— SOURCE EXTRACT —
╭──

And since we do have this very fortuitous situation of two incredible women running for the same position, what do you think is – well, first of all is there something unique? I mean, I think Sara you’d said earlier that women bring a different type of leadership in a different view. So Laura this would be your chance to kind of weigh in, do you agree with that but the really the question is, if there is something distinct about female leadership versus male leadership and I understand there’s a lot of generalizations in that dichotomy. But if there is something unique what do you think that is? What do you think is different about the way women approach leadership versus men? So Laura, let’s start with you and then Sara you can kind of pick up from there.
Laura Gibson: So I think women are more empathetic. Women think about how people feel. So when I chaired the HVA Labor & Employment Section what I had noticed before I was the chair was that, people would walk in and the people who knew everybody would talk to one another and they wouldn’t talk to anybody else in the room. And the people who were on the council would put their bags or their purses or their coats on the center table in the middle of the room as though they were they anointed and that no one meant anything bad by it but I just saw people who were looking around the room trying to figure out a place to sit. Trying to find somebody they could talk to and not feel uncomfortable, and so when I became the chair what I said to the council members is I want you to treat this like it’s an event at your home. That you are hosting a luncheon at your home and I want you not to sit with other council members but I want you to go and introduce yourself to somebody you don’t know and then introduce that person to everybody else you do know.
So I guess in my view, the strongest thing I hope to accomplish if I’m elected as president-elect is to create a sense of community among our members. There is no firm that’s — a lawyer that’s better than one another. The grass is always greener on the other side of the street. No matter where you practice, your job is hard but you’re all welcome. We are all welcome and I think if women are thinking about how to get other people involved and how to make them feel more welcome people are going to be more excited about and interested in being part of that community so I think that we’re just empathetic. I think that’s what it boils down to.
Rocky Dhir: Sara, how about you? What’s your view on that topic? I’d be interested in your thoughts as well.
Sara Dysart: Sure. I as a follow-up, I think another way of saying that, is that women are more supportive of others. And the example I have is I play a little bit of golf not great but I’ve been hacking on the golf course for years and I’ve played with women, I’ve played with men. And my experience is when I play with women we stand there and we say, “Great shot. Oh that was the best shot ever.” When you get out with there with guys then this is a generality, it’s like a (00:23:00) on the first hole. And so it’s that competitiveness that kind of just steps in and I really think that’s reflective in leadership.

╰──

— STUDY QUESTIONS —
A: In the interview transcript, which section did Laura Gibson chair?
B: According to the interview transcript, what items did council members put on the center table? List all of them.
C: Please extract everything in the interview transcript from "And since we" down to "up from there.", word for word.

Saved data entries
╭──

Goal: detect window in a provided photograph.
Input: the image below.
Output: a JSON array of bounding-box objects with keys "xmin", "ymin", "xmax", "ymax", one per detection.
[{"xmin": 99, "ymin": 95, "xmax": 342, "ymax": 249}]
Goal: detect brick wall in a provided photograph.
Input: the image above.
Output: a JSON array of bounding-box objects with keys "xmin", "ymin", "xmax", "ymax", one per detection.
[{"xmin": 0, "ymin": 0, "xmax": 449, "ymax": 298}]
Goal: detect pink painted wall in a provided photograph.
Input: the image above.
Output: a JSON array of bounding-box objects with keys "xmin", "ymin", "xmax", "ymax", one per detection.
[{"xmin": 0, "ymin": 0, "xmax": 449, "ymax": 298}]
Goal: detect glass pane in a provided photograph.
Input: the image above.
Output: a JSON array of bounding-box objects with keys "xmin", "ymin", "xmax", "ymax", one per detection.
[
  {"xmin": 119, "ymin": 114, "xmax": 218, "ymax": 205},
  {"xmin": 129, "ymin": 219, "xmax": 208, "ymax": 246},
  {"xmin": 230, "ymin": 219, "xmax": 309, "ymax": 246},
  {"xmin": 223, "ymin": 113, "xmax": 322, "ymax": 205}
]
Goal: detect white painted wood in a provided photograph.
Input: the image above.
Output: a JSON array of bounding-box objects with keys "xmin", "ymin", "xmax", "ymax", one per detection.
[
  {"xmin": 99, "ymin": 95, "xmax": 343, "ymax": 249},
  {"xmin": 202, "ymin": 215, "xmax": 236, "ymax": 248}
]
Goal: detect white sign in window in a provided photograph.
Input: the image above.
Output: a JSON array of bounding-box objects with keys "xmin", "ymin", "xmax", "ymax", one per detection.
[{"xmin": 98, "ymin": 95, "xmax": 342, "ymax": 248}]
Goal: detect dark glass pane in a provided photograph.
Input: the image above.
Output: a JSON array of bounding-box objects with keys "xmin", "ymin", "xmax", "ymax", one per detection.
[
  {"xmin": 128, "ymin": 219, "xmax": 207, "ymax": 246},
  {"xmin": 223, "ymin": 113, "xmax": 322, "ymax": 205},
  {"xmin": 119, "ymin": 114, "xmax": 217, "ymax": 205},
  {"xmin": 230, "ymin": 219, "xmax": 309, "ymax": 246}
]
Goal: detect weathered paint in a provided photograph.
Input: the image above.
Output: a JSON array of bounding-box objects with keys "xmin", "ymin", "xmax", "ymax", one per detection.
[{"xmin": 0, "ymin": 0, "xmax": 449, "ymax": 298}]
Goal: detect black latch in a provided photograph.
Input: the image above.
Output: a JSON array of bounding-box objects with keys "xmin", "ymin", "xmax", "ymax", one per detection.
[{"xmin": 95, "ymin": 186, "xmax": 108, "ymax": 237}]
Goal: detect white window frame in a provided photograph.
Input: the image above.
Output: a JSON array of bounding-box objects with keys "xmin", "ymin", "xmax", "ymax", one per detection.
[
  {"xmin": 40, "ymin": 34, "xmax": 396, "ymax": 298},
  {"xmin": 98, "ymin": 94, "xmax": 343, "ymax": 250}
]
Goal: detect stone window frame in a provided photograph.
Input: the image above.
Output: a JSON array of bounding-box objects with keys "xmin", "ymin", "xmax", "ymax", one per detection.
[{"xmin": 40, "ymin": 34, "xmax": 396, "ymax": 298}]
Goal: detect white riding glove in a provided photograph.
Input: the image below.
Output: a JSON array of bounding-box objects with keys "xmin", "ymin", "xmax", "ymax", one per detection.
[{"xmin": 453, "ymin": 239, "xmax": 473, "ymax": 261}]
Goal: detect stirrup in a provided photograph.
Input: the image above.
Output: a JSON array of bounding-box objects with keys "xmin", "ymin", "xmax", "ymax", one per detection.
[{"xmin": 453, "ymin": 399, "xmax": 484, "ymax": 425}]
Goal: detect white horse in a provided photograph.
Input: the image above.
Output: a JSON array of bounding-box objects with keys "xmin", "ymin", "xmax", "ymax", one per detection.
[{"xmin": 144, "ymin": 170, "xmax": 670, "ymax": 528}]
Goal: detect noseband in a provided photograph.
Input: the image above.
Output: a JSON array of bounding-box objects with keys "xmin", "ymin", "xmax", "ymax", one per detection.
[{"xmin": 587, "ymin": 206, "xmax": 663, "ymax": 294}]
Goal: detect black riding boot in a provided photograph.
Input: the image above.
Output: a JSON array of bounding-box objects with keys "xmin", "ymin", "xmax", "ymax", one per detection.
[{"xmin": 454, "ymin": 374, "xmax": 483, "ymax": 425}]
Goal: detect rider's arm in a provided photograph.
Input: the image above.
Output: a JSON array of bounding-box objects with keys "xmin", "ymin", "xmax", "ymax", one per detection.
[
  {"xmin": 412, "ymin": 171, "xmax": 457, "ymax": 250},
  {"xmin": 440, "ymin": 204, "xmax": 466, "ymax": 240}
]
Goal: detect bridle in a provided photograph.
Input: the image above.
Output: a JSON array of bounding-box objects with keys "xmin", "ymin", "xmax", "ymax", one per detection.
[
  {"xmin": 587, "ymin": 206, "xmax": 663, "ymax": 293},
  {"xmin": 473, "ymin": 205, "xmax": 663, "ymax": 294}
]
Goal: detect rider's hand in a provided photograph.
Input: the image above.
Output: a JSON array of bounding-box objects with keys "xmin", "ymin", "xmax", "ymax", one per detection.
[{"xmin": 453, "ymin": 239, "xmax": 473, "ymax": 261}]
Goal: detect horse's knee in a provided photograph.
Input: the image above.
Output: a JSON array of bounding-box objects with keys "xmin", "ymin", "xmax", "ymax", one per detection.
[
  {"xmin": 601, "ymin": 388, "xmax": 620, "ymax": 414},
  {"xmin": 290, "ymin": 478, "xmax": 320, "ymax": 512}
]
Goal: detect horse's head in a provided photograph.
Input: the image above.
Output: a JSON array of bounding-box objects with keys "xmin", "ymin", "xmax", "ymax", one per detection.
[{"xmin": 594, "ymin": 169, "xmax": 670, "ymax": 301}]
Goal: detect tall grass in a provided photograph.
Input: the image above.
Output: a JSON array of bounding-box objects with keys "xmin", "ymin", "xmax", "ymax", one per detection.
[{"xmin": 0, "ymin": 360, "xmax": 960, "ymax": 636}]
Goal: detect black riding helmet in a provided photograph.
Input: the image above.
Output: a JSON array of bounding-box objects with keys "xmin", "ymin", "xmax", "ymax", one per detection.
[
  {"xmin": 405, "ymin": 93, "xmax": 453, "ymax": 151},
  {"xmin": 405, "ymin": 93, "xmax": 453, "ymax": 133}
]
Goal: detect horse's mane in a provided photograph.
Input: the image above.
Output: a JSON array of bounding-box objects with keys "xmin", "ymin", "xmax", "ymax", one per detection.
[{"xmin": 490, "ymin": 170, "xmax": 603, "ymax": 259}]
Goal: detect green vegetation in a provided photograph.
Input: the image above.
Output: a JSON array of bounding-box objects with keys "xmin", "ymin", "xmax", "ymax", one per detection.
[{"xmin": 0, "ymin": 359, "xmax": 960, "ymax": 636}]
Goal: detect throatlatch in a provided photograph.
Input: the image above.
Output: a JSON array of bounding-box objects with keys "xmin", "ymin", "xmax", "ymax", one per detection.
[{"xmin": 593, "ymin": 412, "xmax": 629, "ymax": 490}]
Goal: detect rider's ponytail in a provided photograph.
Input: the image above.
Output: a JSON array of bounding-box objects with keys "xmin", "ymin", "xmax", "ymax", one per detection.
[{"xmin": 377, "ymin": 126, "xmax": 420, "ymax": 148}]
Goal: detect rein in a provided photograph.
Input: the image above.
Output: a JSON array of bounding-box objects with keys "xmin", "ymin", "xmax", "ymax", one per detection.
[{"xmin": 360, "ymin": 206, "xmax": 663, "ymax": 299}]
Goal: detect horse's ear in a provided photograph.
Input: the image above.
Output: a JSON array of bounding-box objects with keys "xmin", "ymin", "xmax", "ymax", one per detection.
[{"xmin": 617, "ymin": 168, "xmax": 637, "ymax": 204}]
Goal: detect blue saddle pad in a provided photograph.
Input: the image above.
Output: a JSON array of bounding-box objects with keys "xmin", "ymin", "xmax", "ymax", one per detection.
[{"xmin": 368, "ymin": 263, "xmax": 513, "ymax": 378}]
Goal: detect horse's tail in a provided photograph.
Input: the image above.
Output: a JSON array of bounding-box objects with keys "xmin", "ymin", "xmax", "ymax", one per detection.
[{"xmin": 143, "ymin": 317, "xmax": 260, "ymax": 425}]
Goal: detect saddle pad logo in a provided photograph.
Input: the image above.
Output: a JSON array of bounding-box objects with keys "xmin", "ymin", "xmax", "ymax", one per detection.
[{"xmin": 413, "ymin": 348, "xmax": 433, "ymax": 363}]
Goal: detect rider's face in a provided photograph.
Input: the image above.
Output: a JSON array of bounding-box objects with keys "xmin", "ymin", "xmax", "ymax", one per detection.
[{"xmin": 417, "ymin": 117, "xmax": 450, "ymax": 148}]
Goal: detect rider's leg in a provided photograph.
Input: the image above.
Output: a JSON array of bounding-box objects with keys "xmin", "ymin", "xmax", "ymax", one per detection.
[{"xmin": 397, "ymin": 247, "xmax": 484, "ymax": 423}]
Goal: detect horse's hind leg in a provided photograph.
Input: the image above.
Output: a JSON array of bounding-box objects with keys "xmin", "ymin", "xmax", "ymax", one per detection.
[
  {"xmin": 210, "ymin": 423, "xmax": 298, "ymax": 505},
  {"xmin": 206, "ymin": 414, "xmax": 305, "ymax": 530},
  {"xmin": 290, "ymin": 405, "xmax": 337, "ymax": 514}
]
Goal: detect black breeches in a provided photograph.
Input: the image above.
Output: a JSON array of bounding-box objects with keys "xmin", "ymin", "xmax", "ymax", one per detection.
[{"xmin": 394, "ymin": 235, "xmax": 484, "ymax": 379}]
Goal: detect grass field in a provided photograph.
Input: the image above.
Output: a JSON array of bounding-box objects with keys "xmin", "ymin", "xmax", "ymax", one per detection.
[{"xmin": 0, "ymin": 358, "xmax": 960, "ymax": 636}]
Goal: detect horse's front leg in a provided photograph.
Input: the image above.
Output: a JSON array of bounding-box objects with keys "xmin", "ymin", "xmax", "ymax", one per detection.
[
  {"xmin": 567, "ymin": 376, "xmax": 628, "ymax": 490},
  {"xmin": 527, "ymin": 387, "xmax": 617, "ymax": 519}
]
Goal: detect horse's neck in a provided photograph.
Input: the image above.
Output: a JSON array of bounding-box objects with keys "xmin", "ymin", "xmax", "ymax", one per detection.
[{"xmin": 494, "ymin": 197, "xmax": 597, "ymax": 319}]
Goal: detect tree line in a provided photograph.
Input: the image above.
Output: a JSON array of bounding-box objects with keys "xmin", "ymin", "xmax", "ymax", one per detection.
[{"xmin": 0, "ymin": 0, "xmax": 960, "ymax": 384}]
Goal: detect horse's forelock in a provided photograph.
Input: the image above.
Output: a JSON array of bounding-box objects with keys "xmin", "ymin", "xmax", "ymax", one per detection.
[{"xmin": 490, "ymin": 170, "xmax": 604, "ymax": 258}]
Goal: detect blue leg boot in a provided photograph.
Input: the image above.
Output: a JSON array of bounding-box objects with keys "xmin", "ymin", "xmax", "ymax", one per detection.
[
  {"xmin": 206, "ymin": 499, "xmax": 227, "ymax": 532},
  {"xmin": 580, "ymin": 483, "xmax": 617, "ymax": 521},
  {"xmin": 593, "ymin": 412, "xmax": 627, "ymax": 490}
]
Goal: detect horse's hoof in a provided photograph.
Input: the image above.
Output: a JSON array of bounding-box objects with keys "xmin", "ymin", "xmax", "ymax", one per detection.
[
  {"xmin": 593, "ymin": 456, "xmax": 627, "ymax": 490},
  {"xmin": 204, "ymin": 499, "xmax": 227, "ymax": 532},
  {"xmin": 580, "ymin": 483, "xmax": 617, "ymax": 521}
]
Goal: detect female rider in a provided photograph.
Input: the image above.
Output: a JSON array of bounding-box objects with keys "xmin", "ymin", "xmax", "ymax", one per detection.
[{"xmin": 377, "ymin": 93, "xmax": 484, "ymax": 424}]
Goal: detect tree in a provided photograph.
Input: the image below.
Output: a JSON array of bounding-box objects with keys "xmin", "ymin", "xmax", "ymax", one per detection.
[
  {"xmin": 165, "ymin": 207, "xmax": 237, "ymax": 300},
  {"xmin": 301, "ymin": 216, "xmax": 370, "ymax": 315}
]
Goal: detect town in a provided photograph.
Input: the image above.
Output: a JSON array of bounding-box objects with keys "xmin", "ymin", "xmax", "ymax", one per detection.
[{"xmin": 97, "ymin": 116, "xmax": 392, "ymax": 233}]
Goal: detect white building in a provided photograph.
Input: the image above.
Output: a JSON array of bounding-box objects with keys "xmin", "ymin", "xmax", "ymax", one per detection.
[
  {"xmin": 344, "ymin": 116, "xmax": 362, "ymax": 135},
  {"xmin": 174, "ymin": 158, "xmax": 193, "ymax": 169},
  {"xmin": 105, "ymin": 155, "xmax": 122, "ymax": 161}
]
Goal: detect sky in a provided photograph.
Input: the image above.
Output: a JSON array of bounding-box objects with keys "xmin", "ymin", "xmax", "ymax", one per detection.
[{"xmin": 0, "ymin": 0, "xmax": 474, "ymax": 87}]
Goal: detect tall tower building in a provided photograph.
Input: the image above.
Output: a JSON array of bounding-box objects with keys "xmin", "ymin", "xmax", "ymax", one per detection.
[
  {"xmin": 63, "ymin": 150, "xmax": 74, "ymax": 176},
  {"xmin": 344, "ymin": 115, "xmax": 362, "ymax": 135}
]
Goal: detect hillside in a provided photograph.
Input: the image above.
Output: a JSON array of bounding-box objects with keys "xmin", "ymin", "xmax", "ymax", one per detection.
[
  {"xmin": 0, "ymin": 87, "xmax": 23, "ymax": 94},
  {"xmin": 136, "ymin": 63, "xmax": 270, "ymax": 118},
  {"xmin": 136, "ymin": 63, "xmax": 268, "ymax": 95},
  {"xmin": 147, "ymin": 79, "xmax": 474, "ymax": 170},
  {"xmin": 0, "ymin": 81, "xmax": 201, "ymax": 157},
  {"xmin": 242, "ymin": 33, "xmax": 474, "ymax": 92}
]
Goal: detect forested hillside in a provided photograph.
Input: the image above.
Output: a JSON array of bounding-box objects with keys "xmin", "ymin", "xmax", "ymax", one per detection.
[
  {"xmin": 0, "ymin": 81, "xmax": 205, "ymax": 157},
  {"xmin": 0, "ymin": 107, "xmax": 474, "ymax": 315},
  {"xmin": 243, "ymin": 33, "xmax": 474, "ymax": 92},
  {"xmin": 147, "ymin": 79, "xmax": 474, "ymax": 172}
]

╰──

— TASK ANSWERS —
A: She chaired the HVA Labor & Employment Section.

B: Bags, purses, and coats.

C:
And since we do have this very fortuitous situation of two incredible women running for the same position, what do you think is – well, first of all is there something unique? I mean, I think Sara you’d said earlier that women bring a different type of leadership in a different view. So Laura this would be your chance to kind of weigh in, do you agree with that but the really the question is, if there is something distinct about female leadership versus male leadership and I understand there’s a lot of generalizations in that dichotomy. But if there is something unique what do you think that is? What do you think is different about the way women approach leadership versus men? So Laura, let’s start with you and then Sara you can kind of pick up from there.